# Continuous-Time Hybrid Computation with Programmable Nonlinearities

Ning Guo, Yipeng Huang, Tao Mai, Sharvil Patil, Chi Cao, Mingoo Seok, Simha Sethumadhavan, Yannis Tsividis Department of Electrical Engineering Columbia University, New York, NY, USA

Abstract—We present the first continuous-time hybrid computing unit in 65nm CMOS, capable of solving nonlinear differential equations up to 4th order, and scalable to higher orders. Arbitrary nonlinear functions used in such equations are implemented by a programmable clockless continuous-time 8b hybrid architecture (ADC+SRAM+DAC) with activitydependent power dissipation. We also demonstrate the use of the unit in a low-power cyber-physical systems application.

Keywords—continuous-time computation; hybrid computation; nonlinear function generation; nonlinear differential equation

## I. INTRODUCTION

Emerging cyber-physical systems (CPS) often must operate on a very tight energy budget. Examples include sensor nodes powered by energy harvesting and tiny robots. Such systems often involve considerable computation, which must be done by an embedded, very-low-power computing unit. The required precision is limited, but the solution must be faster than real time and consume very little energy. For example, for an autonomous miniature robot to find optimal tracks, it needs to evaluate future states several times under different control inputs. This involves math operations, notably solving nonlinear differential equations (DEs) describing the system states, which are often functions of continuous time. However, when such equations are solved using traditional discrete-time computing units (e.g. microcontrollers), convergence issues may be encountered due to time discretization.

Recent work [1] has shown that analog computation, when done with today's VLSI technology, has several appealing computation is completely parallel, attributes: with computation time independent of the problem size; no convergence issues exist as no time-discretization is used – a significant advantage of analog computation over discrete-time computation. However, in that fully-analog work, the nonlinearities that could be used in computation were limited to only a few specific types, and approximated nonlinear functions using coarse piecewise linear interpolations introduced considerable errors. In addition, computation accuracy was poor because the input/output offsets of analog computing blocks (except for integrators) were not calibrated. In this paper, we present a hybrid (mixed analog/digital) computing unit that greatly mitigates these issues. Clockless digital circuits make arbitrary nonlinearities possible, and extensive digitally-assisted calibration corrects for analog imperfections. We demonstrate, for the first time, hybrid computation in continuous-time (CT) domain.



Fig.1. Hybrid scalable computing unit architecture and its workflow.

* [Given exercise 1] Pick out every line of the records below that contains the word "wheel", matching its case exactly.
The hybrid computation text has no connection to the records.

Data listing:
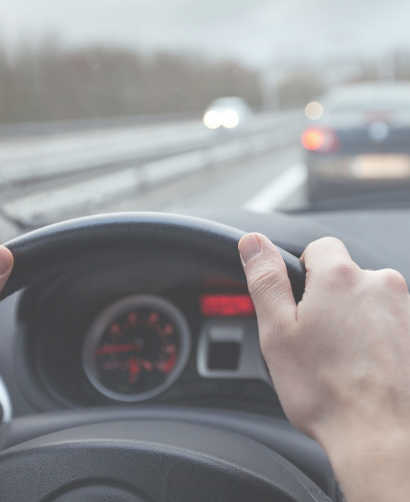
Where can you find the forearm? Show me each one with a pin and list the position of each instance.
(374, 474)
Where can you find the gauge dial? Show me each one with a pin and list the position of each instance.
(136, 348)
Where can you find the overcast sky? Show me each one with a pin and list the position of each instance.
(256, 31)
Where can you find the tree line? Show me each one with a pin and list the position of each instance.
(52, 83)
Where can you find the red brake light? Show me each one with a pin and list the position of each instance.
(320, 140)
(226, 305)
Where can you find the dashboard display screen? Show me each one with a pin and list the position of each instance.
(229, 305)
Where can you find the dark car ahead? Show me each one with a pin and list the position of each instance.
(361, 142)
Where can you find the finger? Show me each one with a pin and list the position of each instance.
(328, 255)
(268, 281)
(6, 265)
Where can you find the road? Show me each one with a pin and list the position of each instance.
(157, 167)
(263, 183)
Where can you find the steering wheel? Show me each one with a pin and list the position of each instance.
(142, 453)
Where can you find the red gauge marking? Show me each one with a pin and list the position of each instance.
(133, 370)
(132, 318)
(147, 365)
(167, 367)
(153, 318)
(115, 329)
(167, 330)
(170, 348)
(115, 349)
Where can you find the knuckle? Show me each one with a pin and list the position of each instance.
(324, 244)
(393, 280)
(341, 271)
(262, 280)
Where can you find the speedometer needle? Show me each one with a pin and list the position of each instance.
(115, 349)
(133, 369)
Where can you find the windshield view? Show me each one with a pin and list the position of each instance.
(164, 105)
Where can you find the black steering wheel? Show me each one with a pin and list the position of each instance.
(148, 453)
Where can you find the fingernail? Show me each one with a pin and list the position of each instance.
(5, 260)
(249, 246)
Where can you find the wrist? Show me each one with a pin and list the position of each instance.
(373, 470)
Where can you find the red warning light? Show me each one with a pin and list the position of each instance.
(226, 306)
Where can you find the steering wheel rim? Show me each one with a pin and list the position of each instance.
(83, 242)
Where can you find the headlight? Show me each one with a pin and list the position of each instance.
(213, 119)
(230, 119)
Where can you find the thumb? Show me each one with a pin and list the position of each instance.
(6, 265)
(268, 284)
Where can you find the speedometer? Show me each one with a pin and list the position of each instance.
(136, 348)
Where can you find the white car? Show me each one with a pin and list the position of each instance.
(227, 113)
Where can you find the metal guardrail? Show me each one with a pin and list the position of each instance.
(73, 192)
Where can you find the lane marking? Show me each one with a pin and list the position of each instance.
(280, 189)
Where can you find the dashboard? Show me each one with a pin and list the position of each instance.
(155, 332)
(166, 332)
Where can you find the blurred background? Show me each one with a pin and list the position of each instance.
(71, 68)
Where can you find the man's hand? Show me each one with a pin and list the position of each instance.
(339, 360)
(6, 265)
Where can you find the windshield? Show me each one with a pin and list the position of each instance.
(173, 105)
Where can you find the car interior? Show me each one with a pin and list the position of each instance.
(138, 144)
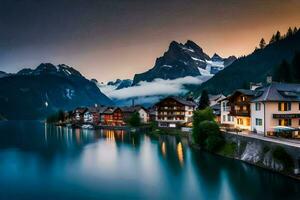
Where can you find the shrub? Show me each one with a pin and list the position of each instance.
(198, 117)
(214, 142)
(134, 120)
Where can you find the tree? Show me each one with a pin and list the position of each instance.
(295, 30)
(198, 117)
(262, 43)
(134, 120)
(272, 40)
(277, 36)
(295, 67)
(289, 32)
(204, 100)
(283, 72)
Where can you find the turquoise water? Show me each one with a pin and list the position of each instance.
(46, 162)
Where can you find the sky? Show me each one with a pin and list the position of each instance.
(109, 39)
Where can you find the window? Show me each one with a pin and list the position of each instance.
(228, 118)
(258, 122)
(240, 121)
(257, 106)
(285, 122)
(284, 106)
(224, 106)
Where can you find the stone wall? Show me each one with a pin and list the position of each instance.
(259, 152)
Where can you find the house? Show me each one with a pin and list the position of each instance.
(215, 105)
(112, 116)
(215, 99)
(225, 118)
(174, 111)
(129, 110)
(77, 115)
(152, 114)
(217, 112)
(239, 103)
(276, 108)
(91, 116)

* [Given exercise 2] Transcribe the stretch of the hybrid computation text from "Emerging cyber-physical systems" through "to time discretization.".

* [Expected answer 1]
Where can you find the steering wheel? Show me each one with a pin and list the position of each instance.
Where can you find the black steering wheel? Show me each one with a pin and list the position of each instance.
Where can you find the steering wheel rim? Show me each one with a pin and list the position of each instance.

* [Expected answer 2]
Emerging cyber-physical systems (CPS) often must operate on a very tight energy budget. Examples include sensor nodes powered by energy harvesting and tiny robots. Such systems often involve considerable computation, which must be done by an embedded, very-low-power computing unit. The required precision is limited, but the solution must be faster than real time and consume very little energy. For example, for an autonomous miniature robot to find optimal tracks, it needs to evaluate future states several times under different control inputs. This involves math operations, notably solving nonlinear differential equations (DEs) describing the system states, which are often functions of continuous time. However, when such equations are solved using traditional discrete-time computing units (e.g. microcontrollers), convergence issues may be encountered due to time discretization.